Dix ans après l’assassinat de Kadhafi, la Libye pourrait-elle renaître de ses cendres?

 Le 20 octobre 2011 restera dans l’histoire comme la date de l’assassinat du colonel Kadhafi. La Libye continue toujours à se chercher un destin politique, mais nombreux sont les Libyens qui regrettent l’ancienne époque. Auteur d’un ouvrage de référence sur le pays, le chercheur Patrick Mbeko fait le point sur la question pour Sputnik.
Il y a dix ans, jour pour jour, le monde entier a assisté devant son écran de télévision à la capture brutale et à l’assassinat de l’ancien dirigeant libyen, le colonel Mouammar Kadhafi. Ce dernier se trouvait dans un convoi d’une cinquantaine de véhicules lorsqu’il a été attaqué par un drone Predator et un Mirage 2000-D de l’OTAN. L’Alliance atlantique avait lancé une opération militaire d’envergure contre la Libye au prétexte de protéger la population de Benghazi et d’instaurer la démocratie dans le pays. Dix ans après les 26.000 sorties des chasseurs de l’Otan ―à raison de 120 sorties par jour―, l’ancienne Jamahiriya arabe libyenne, rebaptisée « État de Libye » en 2013, continue de se chercher un destin politique.

######

(Objectif de l'exercice) Relevez tous les noms sous lesquels l'extrait sur la Libye désigne le pays. Appuyez-vous uniquement sur l'extrait.

Éléments répertoriés dans un jeu de données
######

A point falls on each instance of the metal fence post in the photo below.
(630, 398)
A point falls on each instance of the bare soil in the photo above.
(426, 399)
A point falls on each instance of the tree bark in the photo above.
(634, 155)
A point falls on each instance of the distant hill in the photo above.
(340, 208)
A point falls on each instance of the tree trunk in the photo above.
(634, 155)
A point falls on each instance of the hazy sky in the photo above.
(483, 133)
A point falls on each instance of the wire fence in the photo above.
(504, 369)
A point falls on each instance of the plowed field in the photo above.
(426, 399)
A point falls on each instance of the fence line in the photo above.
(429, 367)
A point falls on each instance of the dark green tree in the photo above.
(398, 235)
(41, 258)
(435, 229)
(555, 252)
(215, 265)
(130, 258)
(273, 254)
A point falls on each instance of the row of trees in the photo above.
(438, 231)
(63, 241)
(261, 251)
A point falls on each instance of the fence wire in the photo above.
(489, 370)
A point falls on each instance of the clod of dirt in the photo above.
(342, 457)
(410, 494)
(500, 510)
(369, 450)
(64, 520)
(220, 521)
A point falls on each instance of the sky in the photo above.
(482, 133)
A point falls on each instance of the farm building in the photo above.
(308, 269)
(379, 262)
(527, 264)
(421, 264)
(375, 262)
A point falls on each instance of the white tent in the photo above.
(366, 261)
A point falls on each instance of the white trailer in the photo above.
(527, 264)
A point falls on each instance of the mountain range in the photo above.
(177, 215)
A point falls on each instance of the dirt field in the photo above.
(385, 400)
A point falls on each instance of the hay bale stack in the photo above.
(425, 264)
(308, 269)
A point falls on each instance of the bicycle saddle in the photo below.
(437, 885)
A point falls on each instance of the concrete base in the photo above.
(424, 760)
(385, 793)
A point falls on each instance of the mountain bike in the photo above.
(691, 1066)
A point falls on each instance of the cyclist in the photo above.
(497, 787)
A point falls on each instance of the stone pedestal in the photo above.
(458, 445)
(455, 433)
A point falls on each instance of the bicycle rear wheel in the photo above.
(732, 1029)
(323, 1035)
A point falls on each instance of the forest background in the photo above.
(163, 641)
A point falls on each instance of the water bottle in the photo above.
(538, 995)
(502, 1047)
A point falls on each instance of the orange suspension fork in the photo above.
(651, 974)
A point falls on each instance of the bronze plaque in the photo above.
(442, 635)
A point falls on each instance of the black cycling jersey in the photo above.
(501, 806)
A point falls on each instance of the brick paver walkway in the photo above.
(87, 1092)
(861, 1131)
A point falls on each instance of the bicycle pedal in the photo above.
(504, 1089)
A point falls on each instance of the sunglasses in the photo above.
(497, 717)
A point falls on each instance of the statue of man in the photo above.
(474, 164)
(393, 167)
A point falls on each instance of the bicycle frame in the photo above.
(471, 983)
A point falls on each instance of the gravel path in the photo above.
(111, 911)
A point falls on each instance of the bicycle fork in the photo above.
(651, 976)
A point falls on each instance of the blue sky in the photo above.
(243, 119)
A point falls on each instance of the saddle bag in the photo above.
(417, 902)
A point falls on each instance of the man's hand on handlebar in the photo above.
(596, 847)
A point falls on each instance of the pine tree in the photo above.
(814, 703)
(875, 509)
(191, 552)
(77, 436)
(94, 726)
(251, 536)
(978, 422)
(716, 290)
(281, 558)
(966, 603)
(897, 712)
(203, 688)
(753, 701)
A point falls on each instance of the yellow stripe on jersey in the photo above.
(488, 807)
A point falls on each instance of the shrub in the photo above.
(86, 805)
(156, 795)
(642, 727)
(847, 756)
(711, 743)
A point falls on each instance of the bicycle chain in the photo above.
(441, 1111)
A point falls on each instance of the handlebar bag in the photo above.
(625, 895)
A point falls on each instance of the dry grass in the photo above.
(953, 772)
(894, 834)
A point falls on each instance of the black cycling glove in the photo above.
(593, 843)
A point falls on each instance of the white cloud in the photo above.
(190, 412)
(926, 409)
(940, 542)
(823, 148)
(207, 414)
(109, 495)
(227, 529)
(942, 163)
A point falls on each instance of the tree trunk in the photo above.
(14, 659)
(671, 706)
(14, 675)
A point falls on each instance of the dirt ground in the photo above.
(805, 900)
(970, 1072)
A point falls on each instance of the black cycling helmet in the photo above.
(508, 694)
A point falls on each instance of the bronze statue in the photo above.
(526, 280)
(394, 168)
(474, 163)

######

(Solution proposée)
- Libye
- Jamahiriya arabe libyenne
- État de Libye